RECORDS FOR THIS EXERCISE ->
══════════════════════════════
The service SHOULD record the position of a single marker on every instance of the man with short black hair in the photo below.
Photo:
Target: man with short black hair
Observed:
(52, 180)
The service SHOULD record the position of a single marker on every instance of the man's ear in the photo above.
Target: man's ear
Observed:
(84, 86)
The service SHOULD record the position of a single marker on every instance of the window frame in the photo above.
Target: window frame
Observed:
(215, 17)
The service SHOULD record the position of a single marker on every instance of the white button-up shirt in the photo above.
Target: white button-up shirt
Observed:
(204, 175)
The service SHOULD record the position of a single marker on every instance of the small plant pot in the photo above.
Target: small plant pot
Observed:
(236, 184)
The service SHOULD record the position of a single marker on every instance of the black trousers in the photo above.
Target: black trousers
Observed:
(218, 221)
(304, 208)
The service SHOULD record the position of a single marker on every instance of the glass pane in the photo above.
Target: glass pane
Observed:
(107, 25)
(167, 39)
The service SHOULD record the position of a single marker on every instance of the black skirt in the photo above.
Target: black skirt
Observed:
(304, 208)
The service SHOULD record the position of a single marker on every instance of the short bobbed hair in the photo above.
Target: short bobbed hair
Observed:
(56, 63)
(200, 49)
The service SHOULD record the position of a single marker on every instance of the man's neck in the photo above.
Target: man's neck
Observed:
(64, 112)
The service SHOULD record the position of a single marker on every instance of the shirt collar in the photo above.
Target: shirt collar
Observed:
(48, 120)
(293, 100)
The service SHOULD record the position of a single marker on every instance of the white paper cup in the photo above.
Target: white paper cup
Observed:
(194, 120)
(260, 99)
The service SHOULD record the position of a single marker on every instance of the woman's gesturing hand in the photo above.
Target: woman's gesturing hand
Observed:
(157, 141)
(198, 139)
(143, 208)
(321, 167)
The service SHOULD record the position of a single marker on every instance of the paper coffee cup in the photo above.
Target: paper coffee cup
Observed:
══════════════════════════════
PROBLEM -> Work through the records line by line and tally those that include the word "with". Give the number alone.

EXERCISE RESPONSE -> 2